Working through the lines below, return each one that holds "screen".

Items from a dataset
+===+

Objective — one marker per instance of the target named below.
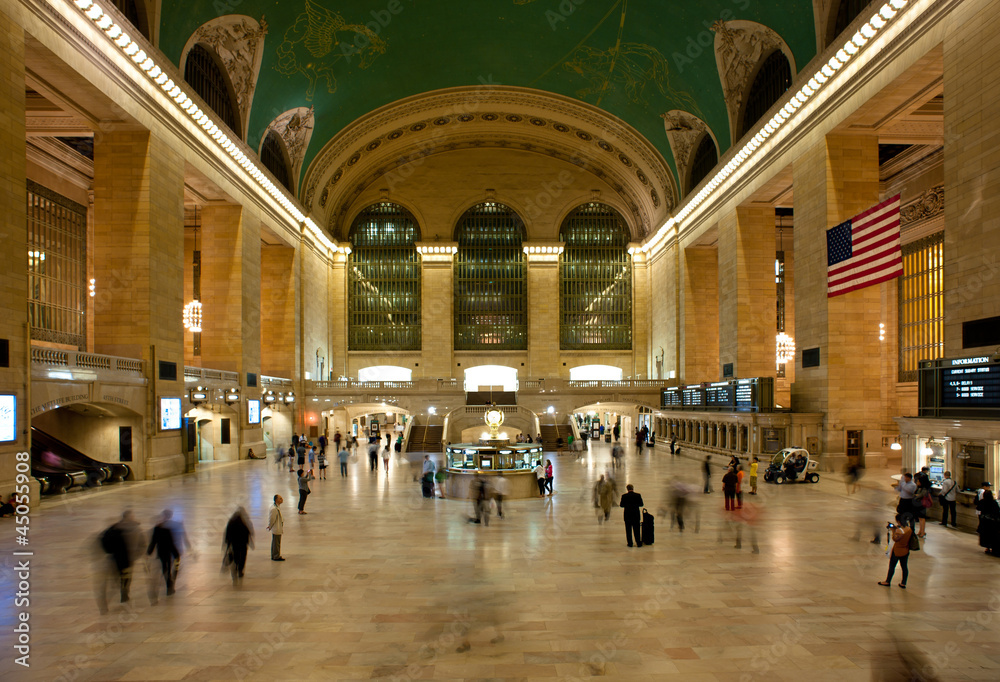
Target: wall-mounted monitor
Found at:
(8, 418)
(170, 414)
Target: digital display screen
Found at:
(971, 386)
(670, 397)
(8, 418)
(719, 396)
(170, 414)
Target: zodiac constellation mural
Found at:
(321, 42)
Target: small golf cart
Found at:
(792, 465)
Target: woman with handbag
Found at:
(900, 551)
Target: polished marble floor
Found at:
(380, 583)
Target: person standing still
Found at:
(631, 504)
(900, 551)
(342, 456)
(947, 498)
(540, 476)
(304, 489)
(276, 524)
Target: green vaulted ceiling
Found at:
(636, 59)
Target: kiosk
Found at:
(489, 458)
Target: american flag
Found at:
(864, 250)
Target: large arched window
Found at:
(595, 281)
(208, 80)
(773, 79)
(491, 291)
(272, 154)
(704, 160)
(384, 280)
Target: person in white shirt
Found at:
(540, 475)
(276, 524)
(947, 497)
(500, 489)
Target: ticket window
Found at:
(972, 467)
(931, 454)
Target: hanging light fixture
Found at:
(192, 316)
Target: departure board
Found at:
(737, 395)
(960, 387)
(670, 397)
(971, 386)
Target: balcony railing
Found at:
(70, 360)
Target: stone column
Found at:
(700, 317)
(543, 310)
(230, 289)
(15, 372)
(746, 292)
(971, 173)
(139, 267)
(834, 181)
(437, 309)
(642, 360)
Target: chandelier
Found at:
(784, 347)
(192, 316)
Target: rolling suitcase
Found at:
(648, 530)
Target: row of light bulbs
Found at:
(851, 48)
(146, 64)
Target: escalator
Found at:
(59, 467)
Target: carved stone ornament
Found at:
(739, 48)
(238, 40)
(683, 132)
(926, 206)
(295, 128)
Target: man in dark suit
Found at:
(631, 504)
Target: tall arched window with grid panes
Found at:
(491, 288)
(595, 280)
(384, 280)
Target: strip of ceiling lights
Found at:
(882, 18)
(823, 75)
(147, 65)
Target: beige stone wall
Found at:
(971, 171)
(437, 320)
(277, 311)
(833, 182)
(543, 320)
(664, 294)
(13, 280)
(138, 253)
(700, 315)
(746, 292)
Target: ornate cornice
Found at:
(924, 207)
(494, 116)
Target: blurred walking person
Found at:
(631, 504)
(122, 543)
(162, 540)
(238, 536)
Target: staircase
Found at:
(425, 438)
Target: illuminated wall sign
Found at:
(170, 414)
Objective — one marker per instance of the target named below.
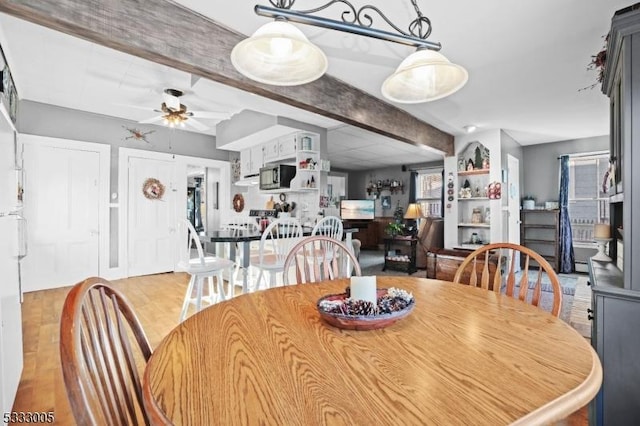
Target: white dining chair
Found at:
(240, 223)
(276, 242)
(201, 267)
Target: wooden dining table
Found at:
(462, 356)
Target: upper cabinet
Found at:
(251, 159)
(281, 149)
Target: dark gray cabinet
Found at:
(615, 335)
(616, 293)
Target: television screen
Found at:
(357, 209)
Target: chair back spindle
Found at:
(496, 253)
(100, 365)
(318, 258)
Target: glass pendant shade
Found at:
(424, 76)
(279, 54)
(414, 211)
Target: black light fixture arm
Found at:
(355, 21)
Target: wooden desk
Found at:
(463, 356)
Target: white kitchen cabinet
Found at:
(271, 150)
(283, 148)
(251, 159)
(287, 146)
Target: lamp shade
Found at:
(278, 53)
(424, 76)
(413, 211)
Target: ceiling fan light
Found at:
(424, 76)
(279, 54)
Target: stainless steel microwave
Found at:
(277, 176)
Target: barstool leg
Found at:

+===+

**EXERCISE ANSWER:**
Target: digital display screen
Target: television screen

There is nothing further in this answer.